Entries:
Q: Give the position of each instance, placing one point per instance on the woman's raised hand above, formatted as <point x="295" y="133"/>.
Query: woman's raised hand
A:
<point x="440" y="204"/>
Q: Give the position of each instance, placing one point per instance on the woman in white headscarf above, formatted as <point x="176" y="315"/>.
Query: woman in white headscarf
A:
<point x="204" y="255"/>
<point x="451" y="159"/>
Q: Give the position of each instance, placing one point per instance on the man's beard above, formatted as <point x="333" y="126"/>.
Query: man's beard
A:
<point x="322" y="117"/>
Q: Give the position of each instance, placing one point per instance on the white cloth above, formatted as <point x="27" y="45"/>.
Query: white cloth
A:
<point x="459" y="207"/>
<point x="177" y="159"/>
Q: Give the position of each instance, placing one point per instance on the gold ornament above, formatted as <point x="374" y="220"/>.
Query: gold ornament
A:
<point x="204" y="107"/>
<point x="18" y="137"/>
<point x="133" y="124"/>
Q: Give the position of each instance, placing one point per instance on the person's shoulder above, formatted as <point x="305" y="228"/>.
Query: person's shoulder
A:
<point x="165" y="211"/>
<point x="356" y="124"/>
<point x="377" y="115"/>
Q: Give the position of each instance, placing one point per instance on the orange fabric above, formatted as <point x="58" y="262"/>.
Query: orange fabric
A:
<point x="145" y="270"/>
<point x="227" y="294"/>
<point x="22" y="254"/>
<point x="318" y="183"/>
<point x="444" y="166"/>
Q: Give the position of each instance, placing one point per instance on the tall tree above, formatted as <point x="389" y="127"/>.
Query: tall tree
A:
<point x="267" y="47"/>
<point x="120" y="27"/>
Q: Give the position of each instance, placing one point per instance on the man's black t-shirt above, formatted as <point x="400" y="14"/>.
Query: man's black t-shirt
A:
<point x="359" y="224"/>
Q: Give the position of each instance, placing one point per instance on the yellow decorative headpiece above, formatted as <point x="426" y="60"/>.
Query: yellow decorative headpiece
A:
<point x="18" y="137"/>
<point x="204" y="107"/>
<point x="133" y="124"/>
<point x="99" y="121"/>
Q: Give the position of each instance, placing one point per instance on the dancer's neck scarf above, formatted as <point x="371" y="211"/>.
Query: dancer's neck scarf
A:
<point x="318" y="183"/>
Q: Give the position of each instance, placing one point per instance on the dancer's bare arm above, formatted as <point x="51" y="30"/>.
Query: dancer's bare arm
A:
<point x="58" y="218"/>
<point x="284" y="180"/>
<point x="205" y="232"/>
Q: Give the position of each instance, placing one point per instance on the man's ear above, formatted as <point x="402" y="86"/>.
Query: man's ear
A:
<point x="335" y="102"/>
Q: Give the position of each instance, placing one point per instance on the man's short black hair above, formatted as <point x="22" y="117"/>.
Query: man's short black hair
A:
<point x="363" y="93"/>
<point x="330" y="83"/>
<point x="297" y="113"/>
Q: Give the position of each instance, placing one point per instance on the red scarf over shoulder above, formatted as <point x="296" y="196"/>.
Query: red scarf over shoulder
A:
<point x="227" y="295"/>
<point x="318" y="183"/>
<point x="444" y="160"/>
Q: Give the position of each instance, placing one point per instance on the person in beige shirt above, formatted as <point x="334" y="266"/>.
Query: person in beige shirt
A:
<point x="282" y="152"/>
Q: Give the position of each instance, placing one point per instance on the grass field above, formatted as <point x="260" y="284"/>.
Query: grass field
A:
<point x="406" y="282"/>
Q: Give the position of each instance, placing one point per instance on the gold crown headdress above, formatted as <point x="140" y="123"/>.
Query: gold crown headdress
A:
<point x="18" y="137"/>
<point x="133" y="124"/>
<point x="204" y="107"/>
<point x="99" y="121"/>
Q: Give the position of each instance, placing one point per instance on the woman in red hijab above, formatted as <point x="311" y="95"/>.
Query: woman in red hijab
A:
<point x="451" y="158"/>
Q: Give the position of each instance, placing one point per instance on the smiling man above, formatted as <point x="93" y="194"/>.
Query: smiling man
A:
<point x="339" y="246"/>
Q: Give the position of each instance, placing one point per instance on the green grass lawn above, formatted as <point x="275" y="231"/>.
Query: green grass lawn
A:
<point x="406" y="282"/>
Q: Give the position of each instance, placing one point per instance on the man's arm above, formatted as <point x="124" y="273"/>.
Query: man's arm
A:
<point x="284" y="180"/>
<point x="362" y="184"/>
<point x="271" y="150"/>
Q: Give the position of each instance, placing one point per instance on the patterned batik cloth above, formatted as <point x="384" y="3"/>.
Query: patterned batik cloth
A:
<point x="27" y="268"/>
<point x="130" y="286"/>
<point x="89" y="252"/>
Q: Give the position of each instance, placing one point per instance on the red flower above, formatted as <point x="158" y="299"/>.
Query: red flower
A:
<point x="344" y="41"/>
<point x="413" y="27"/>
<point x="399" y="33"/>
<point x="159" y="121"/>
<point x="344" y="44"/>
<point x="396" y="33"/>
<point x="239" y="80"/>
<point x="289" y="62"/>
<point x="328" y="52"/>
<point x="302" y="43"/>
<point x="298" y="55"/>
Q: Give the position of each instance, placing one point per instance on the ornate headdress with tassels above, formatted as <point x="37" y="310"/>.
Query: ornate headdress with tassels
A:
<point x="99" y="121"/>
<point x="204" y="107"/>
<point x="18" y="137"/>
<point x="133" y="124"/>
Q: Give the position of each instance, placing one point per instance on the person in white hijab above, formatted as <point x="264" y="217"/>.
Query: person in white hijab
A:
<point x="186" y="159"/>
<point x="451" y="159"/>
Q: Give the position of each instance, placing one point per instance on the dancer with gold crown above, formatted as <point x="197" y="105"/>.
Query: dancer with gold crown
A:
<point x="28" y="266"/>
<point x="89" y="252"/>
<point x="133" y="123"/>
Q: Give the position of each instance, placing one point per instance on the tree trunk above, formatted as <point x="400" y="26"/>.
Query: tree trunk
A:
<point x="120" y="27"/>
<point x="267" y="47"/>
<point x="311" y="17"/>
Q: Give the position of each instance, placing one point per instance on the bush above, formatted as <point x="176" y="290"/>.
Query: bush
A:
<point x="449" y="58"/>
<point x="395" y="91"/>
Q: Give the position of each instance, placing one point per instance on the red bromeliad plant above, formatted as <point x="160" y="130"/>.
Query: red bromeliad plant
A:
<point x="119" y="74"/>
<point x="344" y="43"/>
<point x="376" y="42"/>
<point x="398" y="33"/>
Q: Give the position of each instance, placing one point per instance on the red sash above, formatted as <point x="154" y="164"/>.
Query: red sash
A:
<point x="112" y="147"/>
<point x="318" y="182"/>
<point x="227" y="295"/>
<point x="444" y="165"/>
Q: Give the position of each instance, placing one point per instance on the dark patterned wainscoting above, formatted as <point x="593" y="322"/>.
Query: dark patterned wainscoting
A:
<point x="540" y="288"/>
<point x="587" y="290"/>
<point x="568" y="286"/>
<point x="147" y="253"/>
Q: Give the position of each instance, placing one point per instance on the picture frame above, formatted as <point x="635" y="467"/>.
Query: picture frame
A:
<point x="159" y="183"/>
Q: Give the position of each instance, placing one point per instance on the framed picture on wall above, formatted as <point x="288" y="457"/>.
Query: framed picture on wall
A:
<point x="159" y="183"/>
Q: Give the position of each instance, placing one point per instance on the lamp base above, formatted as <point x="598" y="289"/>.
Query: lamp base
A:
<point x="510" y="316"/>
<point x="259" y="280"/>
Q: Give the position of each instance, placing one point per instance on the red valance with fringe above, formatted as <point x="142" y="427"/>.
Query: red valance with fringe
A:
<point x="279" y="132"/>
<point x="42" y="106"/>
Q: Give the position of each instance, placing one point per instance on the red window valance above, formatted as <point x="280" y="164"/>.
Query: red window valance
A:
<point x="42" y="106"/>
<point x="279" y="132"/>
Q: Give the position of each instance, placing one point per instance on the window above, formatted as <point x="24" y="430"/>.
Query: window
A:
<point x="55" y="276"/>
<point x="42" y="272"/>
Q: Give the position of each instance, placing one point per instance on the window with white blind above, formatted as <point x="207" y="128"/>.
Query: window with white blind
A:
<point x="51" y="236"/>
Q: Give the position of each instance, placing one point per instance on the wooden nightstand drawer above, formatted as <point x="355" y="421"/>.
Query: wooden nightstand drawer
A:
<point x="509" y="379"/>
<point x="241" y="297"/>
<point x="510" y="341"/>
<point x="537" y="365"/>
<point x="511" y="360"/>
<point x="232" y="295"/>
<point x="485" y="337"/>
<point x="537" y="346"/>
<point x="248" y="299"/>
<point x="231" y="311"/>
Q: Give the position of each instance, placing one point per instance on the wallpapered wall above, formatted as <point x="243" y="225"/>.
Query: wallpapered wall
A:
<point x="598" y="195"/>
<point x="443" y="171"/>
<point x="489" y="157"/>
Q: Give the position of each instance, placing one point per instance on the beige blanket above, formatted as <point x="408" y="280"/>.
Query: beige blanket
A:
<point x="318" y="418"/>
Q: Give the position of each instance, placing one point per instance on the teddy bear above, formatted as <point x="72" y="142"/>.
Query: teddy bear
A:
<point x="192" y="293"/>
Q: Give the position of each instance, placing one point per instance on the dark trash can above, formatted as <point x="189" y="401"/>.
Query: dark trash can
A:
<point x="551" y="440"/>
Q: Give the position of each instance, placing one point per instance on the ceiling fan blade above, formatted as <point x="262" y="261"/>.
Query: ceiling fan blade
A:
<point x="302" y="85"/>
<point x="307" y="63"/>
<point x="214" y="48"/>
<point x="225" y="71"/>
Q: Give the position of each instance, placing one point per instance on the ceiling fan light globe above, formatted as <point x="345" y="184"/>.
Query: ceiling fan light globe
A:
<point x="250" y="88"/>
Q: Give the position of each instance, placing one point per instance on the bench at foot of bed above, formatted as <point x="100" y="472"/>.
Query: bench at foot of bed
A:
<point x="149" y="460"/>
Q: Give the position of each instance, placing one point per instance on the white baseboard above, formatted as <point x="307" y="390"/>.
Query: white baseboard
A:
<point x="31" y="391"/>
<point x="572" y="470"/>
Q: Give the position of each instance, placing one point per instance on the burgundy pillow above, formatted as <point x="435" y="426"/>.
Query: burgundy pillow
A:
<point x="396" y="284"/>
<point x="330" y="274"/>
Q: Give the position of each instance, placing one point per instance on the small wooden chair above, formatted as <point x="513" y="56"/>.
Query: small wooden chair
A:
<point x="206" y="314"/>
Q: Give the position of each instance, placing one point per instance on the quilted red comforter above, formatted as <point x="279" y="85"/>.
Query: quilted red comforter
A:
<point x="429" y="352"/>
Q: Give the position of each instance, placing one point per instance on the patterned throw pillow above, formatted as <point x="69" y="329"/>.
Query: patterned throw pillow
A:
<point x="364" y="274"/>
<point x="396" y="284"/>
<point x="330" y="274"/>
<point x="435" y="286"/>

Directive: Every line from the one containing "the white baseboard" through the end of the entries above must be echoed exactly, with both ends kept.

Solved problem:
Q: Give the position of each instance, placing one point per instance on the white baseboard above, formatted as <point x="307" y="390"/>.
Query: white baseboard
A:
<point x="31" y="391"/>
<point x="572" y="470"/>
Q: Give the position of each instance, placing one point per instance on the burgundy pillow above, formatted as <point x="435" y="426"/>.
Query: burgundy pillow
A:
<point x="396" y="284"/>
<point x="330" y="274"/>
Q: Give the position of each instance, placing one point per instance on the small wooden chair above, formatted as <point x="513" y="56"/>.
Query: small wooden chair
A:
<point x="206" y="314"/>
Q: Give the position of each instance, placing one point per instance on the quilted red comforter above, formatted as <point x="279" y="85"/>.
Query: quilted red comforter
A:
<point x="429" y="352"/>
Q: Give the position of each instance, placing one point per instance on the patterned throw pillow above, formatted as <point x="69" y="329"/>.
Query: patterned throw pillow
A:
<point x="364" y="274"/>
<point x="396" y="284"/>
<point x="330" y="274"/>
<point x="435" y="286"/>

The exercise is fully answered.